§ **Description of the task**
Please set out the part of the items that runs from their start through the line containing "(1059, 870)" as a numbered list, with blank lines and the pictures left out.

==== Material

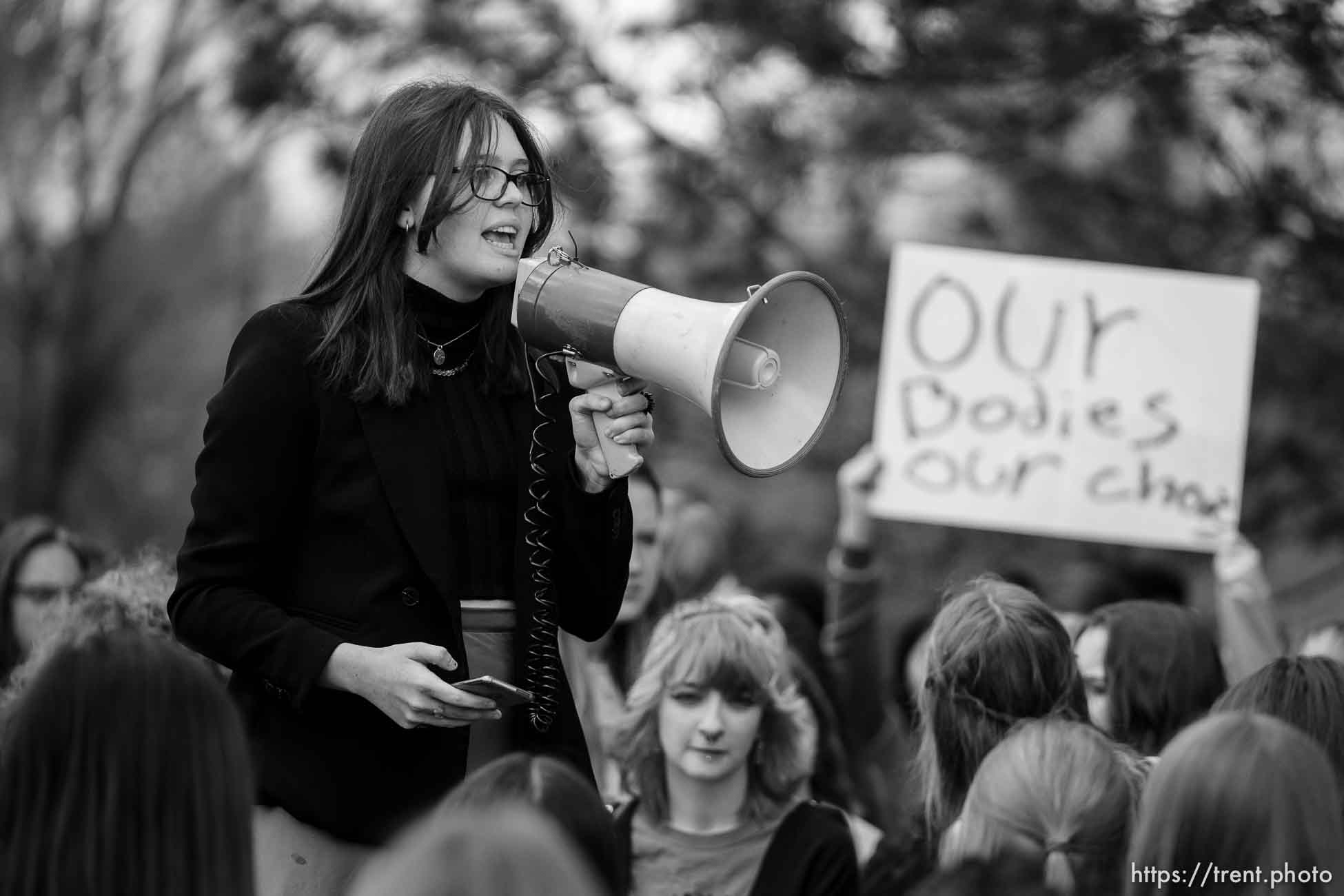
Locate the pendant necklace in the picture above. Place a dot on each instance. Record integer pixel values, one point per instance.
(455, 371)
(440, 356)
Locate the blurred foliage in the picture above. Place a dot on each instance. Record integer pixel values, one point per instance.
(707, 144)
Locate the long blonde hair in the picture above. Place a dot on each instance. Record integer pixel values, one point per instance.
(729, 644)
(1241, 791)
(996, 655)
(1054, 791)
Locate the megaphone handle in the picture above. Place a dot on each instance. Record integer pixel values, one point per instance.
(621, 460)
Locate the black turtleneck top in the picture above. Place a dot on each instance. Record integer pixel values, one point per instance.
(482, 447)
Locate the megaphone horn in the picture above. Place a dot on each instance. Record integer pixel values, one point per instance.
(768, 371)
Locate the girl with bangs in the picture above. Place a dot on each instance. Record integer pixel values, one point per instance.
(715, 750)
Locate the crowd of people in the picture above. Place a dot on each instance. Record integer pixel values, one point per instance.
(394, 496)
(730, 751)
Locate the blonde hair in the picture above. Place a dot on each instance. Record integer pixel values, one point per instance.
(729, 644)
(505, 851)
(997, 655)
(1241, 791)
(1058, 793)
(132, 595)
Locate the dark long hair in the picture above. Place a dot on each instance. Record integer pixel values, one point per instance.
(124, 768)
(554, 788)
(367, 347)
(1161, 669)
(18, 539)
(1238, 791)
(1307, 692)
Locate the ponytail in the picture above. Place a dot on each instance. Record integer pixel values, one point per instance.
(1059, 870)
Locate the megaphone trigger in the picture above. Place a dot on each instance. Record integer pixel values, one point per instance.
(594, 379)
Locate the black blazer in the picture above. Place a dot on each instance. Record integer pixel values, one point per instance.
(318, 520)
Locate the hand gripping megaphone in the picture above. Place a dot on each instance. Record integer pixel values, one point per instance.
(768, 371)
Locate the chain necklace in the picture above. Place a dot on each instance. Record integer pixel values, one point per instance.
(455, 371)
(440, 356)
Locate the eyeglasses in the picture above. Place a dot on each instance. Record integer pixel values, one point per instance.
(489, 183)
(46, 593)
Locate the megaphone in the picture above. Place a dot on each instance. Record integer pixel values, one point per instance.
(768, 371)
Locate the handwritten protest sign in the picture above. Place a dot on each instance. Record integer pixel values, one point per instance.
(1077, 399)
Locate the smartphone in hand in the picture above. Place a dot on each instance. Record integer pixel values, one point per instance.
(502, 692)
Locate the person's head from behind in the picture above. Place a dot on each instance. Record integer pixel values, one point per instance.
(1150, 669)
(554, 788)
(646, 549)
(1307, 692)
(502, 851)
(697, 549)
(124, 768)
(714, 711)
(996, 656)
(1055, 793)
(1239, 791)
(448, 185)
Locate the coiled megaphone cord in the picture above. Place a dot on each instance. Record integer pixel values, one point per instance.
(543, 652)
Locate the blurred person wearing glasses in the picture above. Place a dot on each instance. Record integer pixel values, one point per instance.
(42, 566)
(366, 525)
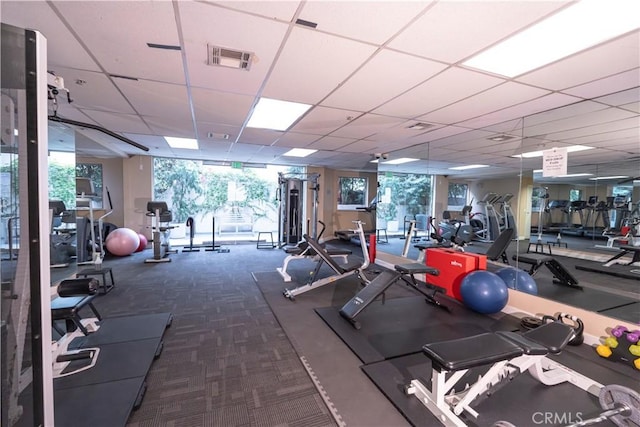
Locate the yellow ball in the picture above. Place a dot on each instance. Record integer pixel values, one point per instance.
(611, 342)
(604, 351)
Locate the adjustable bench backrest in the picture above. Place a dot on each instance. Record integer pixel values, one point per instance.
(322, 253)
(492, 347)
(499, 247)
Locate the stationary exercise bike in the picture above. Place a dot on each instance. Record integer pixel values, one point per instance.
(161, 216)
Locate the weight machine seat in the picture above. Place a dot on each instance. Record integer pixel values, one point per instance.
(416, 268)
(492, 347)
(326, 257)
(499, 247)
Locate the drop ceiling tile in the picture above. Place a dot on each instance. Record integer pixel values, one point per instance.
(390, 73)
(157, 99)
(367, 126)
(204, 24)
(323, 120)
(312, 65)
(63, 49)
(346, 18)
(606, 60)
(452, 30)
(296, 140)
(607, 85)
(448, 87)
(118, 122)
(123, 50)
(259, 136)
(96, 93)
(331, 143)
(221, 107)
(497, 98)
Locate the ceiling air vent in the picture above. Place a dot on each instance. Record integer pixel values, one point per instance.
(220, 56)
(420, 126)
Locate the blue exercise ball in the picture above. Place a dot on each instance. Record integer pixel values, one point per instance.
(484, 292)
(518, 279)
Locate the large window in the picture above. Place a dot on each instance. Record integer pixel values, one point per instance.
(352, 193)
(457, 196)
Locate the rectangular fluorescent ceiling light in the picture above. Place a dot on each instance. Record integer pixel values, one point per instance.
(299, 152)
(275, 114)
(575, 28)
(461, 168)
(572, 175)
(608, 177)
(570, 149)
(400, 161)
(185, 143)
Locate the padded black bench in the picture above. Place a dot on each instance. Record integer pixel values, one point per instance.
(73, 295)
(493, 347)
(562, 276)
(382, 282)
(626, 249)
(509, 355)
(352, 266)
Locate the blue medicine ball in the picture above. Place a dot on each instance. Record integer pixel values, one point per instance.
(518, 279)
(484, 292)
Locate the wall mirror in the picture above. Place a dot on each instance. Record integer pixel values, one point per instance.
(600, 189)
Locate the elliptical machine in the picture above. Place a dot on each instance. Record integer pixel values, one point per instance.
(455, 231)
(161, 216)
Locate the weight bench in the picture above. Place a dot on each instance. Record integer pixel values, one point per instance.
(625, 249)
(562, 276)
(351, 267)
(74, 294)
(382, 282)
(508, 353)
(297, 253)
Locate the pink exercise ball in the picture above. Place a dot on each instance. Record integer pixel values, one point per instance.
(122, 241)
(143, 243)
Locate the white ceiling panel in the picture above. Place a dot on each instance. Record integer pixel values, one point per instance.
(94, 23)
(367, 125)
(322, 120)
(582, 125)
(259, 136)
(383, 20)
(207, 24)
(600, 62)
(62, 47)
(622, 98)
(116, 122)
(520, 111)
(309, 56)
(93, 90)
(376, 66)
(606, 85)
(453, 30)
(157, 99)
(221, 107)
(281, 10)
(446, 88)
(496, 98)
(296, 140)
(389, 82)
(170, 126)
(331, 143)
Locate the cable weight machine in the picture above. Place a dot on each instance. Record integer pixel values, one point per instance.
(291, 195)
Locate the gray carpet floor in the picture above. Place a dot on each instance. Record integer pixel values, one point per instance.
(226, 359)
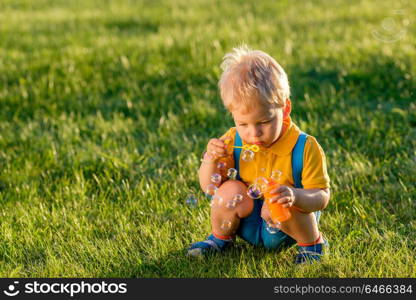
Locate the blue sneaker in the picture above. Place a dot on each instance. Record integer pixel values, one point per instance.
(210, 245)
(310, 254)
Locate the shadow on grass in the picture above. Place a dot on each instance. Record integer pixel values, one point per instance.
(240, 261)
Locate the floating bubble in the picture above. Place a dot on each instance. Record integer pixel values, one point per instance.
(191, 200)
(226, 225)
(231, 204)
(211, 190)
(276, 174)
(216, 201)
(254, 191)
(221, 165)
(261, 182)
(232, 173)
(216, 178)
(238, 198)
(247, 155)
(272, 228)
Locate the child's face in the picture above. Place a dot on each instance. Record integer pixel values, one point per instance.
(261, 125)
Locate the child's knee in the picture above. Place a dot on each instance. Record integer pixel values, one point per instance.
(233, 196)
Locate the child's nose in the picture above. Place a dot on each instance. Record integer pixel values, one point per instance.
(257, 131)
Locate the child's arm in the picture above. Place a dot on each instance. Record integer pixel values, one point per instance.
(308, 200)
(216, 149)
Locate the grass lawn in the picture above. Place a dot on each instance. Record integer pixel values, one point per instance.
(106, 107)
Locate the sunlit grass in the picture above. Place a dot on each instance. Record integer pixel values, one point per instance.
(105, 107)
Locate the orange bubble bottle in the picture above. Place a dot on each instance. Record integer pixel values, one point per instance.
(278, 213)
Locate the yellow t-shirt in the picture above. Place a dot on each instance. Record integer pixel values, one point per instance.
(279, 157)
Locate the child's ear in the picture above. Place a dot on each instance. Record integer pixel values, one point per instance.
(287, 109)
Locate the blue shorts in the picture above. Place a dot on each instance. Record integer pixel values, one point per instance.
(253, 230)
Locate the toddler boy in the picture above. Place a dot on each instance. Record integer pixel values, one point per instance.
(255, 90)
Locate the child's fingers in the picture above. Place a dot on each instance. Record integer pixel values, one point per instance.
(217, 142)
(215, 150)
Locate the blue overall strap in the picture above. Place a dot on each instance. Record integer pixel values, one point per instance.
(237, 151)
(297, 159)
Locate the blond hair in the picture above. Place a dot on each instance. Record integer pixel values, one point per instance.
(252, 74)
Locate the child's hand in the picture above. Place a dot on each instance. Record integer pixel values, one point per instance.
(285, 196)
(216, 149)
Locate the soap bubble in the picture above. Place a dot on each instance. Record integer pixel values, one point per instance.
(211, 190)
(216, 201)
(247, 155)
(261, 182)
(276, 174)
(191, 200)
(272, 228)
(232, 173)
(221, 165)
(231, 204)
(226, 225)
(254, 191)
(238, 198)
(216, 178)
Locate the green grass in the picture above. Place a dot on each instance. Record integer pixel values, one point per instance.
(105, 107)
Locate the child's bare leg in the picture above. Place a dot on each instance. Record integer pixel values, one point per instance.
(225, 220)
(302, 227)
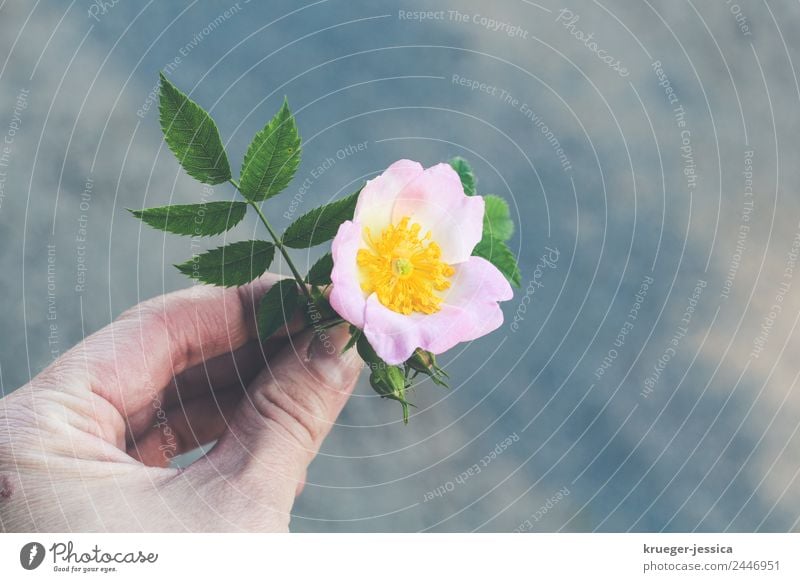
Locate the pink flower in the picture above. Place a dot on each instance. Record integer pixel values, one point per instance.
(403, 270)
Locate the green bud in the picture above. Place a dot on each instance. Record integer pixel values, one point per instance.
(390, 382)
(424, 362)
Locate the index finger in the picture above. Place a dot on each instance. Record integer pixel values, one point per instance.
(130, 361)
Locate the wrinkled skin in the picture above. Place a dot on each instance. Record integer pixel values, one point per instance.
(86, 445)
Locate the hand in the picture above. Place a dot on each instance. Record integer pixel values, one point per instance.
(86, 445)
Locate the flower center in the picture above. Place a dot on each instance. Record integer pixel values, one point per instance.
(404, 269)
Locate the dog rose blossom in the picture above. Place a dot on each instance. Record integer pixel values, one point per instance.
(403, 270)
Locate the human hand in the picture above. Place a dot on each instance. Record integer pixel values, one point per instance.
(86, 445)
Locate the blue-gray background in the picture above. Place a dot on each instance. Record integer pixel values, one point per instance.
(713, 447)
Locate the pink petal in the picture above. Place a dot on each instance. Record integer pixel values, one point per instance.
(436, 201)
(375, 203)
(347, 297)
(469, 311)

========

§ **Answer to the exercise**
1. Locate the pendant necklace in the picture above. Place a dot on each instance. Record integer pixel values, one point per instance.
2. (455, 371)
3. (440, 356)
4. Locate the blurred foliage in the picture above. Place a dot on each instance. Record integer pixel values, one point per instance.
5. (707, 144)
6. Locate the long blonde hair in the picture above. Place a dot on each instance. Record integer pixel values, one point per instance.
7. (729, 644)
8. (1241, 791)
9. (996, 655)
10. (1054, 791)
11. Locate the megaphone handle in the picture above. Place a dot on each instance. Record integer pixel values, one point per instance.
12. (621, 460)
13. Locate the black turtleneck top in the picture above. Place a dot on each instance. Record integer pixel values, one point per instance.
14. (482, 447)
15. Locate the megaphone horn in the picture above. Place a dot on each instance. Record integer pixel values, one point per instance.
16. (768, 371)
17. Locate the girl with bangs in the picture above. Place a dot on each instance. Record integer pixel values, one point per instance.
18. (715, 750)
19. Locate the crowd of people in the picture above. Place a dot on each instance. Record integer pixel values, one point per instance.
20. (394, 496)
21. (730, 751)
22. Locate the blonde hair in the picture above. Place a dot on each instance. Record integer pixel values, one point per instance.
23. (729, 644)
24. (505, 851)
25. (997, 655)
26. (1241, 791)
27. (1058, 793)
28. (132, 595)
29. Locate the dark long hair in the picture above. Place a dot on each instance. Record integer pixel values, one point per instance.
30. (124, 768)
31. (554, 788)
32. (367, 347)
33. (1161, 669)
34. (18, 539)
35. (1238, 791)
36. (1307, 692)
37. Locate the ponytail in the picture above. Place a dot on each instance. Record integer pixel values, one point per instance.
38. (1059, 870)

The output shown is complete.